◆ **Data in this exercise**
%%
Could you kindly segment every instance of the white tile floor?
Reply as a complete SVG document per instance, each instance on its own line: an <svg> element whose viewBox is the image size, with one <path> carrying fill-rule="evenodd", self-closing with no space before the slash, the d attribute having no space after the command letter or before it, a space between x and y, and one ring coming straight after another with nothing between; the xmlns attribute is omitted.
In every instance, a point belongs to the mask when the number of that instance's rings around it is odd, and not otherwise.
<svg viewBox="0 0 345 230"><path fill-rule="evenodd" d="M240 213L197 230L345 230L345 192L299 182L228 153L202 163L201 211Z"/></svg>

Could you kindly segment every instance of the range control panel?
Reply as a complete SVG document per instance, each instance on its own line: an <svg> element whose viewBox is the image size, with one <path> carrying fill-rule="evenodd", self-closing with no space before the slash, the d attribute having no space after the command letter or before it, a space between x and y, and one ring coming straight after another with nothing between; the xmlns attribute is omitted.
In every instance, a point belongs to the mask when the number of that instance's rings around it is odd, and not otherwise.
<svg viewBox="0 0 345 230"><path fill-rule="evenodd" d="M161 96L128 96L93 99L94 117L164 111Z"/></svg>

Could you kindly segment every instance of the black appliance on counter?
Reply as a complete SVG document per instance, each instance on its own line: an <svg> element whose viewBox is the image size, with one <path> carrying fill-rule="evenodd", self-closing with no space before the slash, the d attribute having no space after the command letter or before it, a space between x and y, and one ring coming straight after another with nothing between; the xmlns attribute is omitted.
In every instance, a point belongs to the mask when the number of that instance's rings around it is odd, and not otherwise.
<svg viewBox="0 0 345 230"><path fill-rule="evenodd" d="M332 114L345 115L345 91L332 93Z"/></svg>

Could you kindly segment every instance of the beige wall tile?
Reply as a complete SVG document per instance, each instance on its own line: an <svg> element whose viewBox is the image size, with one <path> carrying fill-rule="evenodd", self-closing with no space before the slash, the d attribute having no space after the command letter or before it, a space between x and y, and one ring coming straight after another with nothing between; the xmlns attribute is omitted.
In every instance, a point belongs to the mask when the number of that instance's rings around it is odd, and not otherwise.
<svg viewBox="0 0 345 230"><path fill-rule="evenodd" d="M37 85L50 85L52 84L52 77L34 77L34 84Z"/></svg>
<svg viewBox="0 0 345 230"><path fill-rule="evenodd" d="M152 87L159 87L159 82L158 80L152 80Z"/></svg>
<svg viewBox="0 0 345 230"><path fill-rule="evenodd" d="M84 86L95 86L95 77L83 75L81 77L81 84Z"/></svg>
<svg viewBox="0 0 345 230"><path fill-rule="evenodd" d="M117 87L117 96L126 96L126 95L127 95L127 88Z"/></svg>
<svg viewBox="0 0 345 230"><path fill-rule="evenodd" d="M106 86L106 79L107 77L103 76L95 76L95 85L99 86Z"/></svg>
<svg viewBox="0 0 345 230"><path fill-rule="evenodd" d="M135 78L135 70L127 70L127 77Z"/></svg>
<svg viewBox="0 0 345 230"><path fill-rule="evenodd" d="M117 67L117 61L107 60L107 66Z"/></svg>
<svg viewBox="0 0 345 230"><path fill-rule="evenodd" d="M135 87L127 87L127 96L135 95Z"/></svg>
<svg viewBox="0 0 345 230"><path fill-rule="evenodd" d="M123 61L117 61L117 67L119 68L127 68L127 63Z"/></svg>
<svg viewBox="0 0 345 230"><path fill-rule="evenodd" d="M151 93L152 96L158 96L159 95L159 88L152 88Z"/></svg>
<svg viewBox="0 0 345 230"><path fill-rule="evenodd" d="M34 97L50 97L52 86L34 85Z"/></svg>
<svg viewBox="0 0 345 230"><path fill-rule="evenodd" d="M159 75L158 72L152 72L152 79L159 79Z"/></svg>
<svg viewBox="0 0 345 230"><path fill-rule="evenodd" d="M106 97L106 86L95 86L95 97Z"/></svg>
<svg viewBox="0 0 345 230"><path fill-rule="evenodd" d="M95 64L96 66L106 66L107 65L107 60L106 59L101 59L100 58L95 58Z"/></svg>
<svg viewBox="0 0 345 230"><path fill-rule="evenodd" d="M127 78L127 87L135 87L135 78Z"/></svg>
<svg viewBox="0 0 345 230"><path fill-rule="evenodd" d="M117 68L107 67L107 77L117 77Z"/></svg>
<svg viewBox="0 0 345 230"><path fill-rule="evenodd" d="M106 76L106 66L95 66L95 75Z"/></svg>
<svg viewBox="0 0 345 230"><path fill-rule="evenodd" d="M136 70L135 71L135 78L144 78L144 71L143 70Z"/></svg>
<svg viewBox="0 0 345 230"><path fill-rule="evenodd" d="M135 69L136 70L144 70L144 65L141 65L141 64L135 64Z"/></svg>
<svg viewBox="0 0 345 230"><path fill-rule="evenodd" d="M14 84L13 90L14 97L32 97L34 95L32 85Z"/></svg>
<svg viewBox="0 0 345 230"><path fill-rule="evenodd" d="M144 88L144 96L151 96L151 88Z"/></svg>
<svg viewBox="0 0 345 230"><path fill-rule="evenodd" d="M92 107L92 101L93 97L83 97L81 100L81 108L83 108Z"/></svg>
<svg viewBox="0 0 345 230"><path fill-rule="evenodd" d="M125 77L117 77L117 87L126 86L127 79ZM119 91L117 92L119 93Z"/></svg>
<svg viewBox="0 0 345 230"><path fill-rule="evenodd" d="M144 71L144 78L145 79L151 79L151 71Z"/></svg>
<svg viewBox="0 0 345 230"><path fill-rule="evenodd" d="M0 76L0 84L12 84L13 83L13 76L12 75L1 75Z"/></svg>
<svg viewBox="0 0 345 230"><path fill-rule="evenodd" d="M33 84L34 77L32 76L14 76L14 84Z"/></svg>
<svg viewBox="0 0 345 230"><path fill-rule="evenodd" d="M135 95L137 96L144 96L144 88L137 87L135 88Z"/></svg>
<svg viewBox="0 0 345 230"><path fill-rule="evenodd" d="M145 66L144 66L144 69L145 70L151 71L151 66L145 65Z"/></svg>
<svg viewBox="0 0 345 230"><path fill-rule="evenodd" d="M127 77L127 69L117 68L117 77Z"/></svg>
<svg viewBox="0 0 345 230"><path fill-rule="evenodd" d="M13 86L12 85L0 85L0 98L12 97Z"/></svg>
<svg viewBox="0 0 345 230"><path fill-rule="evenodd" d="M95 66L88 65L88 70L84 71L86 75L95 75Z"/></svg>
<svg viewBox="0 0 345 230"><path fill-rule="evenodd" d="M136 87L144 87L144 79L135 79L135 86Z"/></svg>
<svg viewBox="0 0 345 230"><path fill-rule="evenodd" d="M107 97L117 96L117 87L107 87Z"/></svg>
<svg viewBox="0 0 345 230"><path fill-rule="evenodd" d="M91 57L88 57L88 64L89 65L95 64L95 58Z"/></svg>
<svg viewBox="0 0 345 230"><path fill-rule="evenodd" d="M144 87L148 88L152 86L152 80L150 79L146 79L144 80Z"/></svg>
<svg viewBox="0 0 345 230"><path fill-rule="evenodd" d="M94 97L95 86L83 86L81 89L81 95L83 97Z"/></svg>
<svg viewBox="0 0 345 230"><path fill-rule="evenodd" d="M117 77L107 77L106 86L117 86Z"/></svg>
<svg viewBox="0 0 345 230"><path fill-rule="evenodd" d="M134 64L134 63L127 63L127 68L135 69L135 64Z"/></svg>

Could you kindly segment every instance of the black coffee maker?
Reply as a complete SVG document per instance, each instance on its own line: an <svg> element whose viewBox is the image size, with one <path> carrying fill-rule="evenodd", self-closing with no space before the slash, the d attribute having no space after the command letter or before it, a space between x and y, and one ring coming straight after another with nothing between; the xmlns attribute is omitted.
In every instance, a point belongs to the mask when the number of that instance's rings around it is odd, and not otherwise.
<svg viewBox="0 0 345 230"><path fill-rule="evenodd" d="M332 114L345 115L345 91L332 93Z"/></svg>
%%
◆ **Short task**
From the data above, select and copy every line that contains the string "Could".

◆ **Task result**
Could you kindly segment every instance of the white tile floor?
Could you kindly segment every instance of the range control panel?
Could you kindly segment every instance of the black appliance on counter?
Could you kindly segment every instance of the beige wall tile?
Could you kindly segment every instance of the black coffee maker?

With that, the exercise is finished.